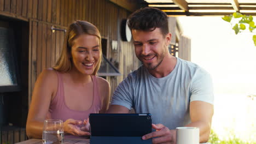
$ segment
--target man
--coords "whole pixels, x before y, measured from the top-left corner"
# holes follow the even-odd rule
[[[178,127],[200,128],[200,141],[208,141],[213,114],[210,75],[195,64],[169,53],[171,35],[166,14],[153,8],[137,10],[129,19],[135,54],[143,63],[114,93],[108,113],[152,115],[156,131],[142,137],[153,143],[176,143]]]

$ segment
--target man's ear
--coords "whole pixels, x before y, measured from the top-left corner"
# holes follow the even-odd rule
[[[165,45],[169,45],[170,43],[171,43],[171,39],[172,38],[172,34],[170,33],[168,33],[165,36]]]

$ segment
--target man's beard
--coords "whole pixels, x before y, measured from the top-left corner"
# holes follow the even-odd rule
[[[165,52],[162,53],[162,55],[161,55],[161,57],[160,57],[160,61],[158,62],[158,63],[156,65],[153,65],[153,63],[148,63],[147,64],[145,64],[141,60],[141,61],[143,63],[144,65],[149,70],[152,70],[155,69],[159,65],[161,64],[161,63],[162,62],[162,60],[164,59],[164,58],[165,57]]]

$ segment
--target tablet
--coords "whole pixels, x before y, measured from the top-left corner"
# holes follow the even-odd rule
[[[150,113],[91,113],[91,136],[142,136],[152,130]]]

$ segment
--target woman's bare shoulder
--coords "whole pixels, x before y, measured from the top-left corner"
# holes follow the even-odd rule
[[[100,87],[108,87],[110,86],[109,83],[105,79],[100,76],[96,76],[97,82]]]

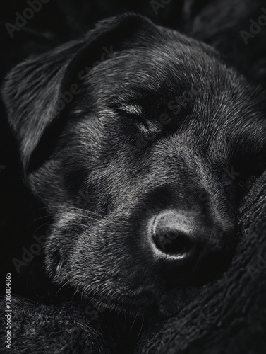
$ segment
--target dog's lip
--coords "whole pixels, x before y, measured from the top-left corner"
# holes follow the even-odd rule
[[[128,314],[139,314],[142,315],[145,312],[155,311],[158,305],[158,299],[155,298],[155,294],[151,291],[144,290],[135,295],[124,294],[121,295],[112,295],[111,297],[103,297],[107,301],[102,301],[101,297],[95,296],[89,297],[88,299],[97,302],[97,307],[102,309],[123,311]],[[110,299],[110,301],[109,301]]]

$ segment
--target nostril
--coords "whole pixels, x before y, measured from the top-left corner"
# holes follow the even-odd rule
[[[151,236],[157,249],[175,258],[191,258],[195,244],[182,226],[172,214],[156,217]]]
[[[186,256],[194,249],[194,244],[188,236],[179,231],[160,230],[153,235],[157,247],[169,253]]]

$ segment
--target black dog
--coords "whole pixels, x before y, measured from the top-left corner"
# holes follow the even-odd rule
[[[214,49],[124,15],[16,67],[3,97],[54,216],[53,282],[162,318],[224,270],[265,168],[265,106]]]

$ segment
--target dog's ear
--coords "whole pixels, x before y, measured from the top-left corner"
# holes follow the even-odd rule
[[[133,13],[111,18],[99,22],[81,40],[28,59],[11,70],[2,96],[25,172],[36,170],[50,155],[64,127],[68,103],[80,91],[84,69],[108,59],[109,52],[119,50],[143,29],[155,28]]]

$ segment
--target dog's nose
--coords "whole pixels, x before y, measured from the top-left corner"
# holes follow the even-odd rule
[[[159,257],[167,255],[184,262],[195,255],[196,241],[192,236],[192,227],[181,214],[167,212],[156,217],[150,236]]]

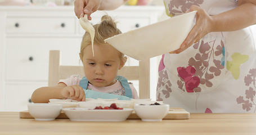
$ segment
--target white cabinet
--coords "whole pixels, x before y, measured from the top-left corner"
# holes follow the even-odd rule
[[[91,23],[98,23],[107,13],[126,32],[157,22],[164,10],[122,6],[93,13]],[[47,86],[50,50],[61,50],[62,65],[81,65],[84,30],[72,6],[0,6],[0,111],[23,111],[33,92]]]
....
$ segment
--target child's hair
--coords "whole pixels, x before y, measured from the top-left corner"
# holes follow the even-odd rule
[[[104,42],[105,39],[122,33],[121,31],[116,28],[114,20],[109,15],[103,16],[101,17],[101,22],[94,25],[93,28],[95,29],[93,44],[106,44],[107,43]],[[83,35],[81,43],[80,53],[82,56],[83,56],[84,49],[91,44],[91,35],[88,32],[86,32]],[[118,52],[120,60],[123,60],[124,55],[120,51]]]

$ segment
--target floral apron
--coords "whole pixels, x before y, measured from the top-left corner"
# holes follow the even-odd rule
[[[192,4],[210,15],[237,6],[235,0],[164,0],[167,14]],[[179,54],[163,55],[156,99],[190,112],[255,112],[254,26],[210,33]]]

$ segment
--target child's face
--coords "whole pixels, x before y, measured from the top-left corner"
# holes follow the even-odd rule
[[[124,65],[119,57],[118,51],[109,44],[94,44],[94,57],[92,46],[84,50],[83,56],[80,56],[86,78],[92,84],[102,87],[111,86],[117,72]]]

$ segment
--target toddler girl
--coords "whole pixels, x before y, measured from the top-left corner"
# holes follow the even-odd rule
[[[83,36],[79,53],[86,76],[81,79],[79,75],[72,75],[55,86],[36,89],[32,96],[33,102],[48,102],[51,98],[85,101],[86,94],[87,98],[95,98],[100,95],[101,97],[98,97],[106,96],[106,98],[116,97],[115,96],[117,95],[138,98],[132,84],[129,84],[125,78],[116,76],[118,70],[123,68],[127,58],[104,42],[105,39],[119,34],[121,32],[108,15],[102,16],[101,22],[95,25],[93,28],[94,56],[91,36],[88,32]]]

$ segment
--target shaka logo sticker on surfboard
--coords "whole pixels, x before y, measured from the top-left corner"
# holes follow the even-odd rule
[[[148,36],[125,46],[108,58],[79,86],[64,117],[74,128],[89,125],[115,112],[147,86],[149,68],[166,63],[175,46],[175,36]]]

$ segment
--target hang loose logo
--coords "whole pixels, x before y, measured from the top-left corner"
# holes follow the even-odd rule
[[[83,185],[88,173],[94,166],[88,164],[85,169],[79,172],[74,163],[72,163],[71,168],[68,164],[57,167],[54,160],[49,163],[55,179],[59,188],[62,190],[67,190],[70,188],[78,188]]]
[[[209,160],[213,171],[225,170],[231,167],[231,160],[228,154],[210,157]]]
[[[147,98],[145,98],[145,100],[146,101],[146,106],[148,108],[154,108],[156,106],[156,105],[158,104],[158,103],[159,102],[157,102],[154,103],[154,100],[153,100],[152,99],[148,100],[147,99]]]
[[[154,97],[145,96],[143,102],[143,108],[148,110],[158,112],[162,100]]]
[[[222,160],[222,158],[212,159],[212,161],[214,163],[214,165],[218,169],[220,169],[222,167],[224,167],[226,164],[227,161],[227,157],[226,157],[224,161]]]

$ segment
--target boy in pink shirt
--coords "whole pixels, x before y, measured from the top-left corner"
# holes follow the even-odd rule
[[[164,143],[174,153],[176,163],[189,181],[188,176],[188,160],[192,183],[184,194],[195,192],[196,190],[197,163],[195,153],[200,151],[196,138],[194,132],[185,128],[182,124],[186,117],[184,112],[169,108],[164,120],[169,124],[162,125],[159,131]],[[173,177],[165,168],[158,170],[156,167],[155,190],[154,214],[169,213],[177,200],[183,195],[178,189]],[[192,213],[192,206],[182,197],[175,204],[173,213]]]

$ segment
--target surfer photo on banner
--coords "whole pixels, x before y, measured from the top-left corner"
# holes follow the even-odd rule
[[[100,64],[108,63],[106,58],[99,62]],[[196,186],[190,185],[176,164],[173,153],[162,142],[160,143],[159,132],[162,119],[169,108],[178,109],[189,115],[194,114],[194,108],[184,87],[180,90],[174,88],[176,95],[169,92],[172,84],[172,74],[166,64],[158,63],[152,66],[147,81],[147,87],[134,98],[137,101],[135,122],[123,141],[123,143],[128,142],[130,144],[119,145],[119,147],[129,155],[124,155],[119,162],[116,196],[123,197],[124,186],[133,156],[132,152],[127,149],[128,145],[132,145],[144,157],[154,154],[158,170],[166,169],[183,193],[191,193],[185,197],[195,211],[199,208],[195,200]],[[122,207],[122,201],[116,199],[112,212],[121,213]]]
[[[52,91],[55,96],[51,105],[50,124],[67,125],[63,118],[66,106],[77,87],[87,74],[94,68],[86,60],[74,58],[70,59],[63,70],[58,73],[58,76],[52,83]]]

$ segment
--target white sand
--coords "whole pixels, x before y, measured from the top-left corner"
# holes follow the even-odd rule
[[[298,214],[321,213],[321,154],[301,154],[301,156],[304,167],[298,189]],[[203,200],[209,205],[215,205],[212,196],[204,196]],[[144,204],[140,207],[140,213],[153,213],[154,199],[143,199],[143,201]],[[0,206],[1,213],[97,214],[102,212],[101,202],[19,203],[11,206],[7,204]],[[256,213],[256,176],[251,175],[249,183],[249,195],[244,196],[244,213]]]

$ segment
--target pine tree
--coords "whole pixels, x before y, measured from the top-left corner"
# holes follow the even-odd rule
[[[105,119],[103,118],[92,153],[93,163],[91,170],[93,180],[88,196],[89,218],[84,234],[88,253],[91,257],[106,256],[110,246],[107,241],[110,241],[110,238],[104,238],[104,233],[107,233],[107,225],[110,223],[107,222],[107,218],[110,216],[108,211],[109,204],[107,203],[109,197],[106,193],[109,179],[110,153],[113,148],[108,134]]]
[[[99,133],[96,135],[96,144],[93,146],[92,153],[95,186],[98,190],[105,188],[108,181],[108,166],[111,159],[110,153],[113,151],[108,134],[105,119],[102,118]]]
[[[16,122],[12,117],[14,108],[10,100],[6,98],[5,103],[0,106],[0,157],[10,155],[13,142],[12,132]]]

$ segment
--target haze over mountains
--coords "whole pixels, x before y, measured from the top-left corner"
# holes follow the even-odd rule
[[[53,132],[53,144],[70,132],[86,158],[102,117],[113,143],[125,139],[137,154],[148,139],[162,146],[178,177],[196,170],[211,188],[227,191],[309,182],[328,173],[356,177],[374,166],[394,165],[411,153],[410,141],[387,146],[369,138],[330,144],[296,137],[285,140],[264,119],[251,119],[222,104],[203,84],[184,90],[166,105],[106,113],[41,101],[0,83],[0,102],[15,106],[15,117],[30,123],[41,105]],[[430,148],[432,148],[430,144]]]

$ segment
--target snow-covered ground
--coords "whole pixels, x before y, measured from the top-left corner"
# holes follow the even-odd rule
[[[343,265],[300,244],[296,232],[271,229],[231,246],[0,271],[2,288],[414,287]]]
....
(Problem to solve)
Show every line above that contains the string "child", copying each one in full. Match case exactly.

(Worked solution)
--target child's hair
--target child's face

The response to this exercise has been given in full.